WORK ITEM
Beginning with the first line, copy out each line of the material until the line containing "# mark a point on every instance of the black" has been copied as well.
DATA RECORDS: Begin
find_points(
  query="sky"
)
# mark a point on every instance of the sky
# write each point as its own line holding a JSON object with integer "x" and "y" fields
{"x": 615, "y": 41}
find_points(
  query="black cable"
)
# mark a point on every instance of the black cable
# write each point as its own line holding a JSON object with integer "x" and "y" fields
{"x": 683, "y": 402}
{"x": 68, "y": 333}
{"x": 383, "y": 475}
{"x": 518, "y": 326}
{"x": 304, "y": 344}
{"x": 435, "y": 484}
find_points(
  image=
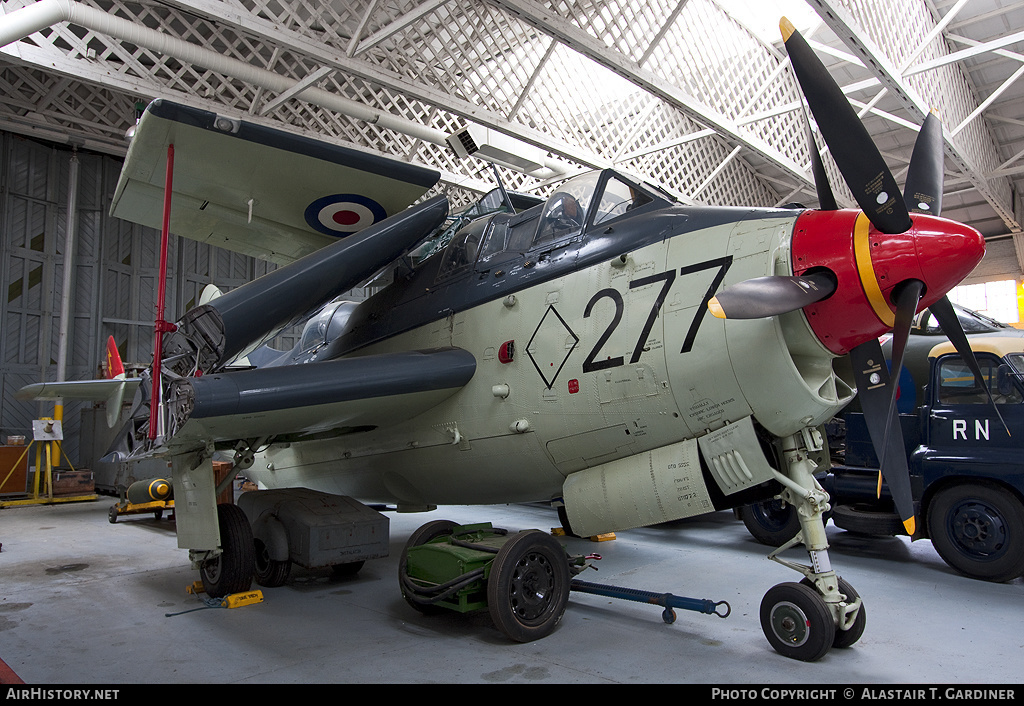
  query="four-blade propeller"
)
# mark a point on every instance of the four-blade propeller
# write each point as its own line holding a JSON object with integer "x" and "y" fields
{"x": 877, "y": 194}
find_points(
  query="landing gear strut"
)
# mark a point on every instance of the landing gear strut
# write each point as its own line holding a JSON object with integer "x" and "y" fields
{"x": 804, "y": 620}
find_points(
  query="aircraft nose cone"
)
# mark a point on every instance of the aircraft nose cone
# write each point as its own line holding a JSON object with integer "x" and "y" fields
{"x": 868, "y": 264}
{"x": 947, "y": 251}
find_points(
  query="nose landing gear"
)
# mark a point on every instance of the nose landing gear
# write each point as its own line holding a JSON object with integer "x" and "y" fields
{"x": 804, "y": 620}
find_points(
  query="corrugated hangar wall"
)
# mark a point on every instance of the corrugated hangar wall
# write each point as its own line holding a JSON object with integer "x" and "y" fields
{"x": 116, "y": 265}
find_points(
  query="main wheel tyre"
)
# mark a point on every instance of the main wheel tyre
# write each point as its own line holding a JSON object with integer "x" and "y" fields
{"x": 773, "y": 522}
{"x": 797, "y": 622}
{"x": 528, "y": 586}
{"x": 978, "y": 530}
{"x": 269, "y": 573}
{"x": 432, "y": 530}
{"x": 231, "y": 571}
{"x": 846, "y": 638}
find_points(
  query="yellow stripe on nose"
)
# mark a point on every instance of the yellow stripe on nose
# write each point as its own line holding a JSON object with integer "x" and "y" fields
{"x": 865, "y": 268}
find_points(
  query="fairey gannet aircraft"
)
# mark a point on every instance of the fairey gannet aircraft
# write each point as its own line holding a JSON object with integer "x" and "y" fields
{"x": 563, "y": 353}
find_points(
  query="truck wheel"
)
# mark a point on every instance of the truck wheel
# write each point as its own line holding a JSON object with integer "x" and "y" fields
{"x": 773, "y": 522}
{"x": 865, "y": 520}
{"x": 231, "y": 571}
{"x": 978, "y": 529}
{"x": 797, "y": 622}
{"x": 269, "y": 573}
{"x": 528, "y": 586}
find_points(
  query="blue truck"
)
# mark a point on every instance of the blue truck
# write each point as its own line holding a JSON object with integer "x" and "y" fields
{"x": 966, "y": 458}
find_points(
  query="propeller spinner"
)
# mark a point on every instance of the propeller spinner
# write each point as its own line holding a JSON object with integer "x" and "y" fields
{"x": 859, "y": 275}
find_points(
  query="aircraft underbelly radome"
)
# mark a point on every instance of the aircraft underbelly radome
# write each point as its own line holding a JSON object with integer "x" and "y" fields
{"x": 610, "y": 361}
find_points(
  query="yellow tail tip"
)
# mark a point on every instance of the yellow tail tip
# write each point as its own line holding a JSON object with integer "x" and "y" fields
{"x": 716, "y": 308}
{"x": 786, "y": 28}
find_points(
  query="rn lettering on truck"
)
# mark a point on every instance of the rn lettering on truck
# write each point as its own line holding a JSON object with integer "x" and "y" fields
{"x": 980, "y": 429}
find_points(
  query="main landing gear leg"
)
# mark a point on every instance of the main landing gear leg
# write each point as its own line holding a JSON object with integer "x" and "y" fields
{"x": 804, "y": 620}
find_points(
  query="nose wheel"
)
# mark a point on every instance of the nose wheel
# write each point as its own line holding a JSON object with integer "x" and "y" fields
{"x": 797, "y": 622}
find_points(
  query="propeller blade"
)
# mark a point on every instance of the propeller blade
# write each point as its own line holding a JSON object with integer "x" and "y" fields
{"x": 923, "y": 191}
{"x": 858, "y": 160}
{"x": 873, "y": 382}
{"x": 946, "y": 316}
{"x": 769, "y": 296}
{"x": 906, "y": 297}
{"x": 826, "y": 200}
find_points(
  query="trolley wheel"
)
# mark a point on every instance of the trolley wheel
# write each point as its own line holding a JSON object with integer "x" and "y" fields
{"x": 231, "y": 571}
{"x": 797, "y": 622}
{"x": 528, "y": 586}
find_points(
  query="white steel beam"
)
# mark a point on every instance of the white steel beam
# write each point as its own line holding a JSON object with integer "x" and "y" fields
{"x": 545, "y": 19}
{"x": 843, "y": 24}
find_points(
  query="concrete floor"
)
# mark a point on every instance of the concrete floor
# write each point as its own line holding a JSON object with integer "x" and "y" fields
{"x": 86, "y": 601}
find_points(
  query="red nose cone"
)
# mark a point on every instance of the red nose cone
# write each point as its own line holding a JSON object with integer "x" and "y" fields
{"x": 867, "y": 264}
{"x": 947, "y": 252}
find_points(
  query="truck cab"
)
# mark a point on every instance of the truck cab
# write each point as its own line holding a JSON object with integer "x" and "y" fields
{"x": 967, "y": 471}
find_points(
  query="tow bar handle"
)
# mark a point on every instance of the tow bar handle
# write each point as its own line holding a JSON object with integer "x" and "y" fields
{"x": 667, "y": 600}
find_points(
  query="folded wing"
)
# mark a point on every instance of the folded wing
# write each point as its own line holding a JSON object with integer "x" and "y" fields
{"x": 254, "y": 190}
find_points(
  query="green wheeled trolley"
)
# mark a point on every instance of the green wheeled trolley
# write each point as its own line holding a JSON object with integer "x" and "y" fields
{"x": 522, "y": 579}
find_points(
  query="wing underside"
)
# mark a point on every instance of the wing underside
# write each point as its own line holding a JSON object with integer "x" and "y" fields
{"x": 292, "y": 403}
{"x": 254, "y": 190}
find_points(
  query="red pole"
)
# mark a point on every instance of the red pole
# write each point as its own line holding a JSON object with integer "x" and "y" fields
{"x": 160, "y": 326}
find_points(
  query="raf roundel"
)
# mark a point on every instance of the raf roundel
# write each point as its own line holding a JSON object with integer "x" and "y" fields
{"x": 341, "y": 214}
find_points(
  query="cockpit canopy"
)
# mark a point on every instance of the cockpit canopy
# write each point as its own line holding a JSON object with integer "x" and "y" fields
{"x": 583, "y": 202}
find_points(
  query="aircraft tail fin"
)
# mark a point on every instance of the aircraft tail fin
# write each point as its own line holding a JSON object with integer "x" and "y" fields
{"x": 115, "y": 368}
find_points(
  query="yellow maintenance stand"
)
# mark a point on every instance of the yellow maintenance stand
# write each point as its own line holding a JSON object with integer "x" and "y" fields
DATA RECORDS: End
ANSWER SECTION
find_points(
  query="sky"
)
# mark a point on every instance of the sky
# write each point as its own line holding a JSON object with integer "x" and "y" fields
{"x": 615, "y": 41}
find_points(
  query="black cable"
)
# mark a point on every instance of the black cable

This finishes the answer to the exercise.